WHAT NEEDS TO BE DONE —
All lines from the one containing "buildings shown in this photo." to the end of the listing below are to be reproduced exactly, and no others.

SOURCE MATERIAL —
--

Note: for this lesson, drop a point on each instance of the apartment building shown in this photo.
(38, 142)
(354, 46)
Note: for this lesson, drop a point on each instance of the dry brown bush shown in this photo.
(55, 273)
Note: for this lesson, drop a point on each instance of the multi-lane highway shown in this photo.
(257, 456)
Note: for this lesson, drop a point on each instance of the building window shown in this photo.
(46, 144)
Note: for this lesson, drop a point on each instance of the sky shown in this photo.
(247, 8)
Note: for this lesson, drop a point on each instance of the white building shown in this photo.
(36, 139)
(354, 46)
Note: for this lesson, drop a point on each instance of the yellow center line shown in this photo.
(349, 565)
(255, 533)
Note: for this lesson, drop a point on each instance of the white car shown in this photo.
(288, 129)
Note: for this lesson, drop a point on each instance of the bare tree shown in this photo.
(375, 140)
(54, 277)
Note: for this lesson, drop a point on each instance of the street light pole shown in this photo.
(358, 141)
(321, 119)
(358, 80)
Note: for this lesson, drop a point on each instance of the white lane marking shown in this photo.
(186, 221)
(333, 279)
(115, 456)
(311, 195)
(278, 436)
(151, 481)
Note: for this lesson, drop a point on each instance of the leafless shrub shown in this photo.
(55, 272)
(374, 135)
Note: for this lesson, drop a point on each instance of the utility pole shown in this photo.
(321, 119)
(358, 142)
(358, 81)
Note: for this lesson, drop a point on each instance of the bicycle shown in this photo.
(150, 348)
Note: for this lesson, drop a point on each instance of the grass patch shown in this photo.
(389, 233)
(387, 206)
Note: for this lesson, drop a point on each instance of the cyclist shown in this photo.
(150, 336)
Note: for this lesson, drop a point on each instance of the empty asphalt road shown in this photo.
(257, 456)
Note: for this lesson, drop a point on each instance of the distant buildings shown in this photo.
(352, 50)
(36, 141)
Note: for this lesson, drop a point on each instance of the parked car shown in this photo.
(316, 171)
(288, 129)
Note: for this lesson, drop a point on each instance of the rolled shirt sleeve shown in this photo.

--

ANSWER FOR THE TASK —
Note: for this lesson, drop a point on each instance of the distant buildings shown in this photo.
(352, 50)
(36, 141)
Note: for this lesson, drop a point on each instance of the parked car shown in this photo.
(316, 171)
(288, 129)
Note: for this lesson, drop a point on each instance of the rolled shirt sleeve shown in this photo.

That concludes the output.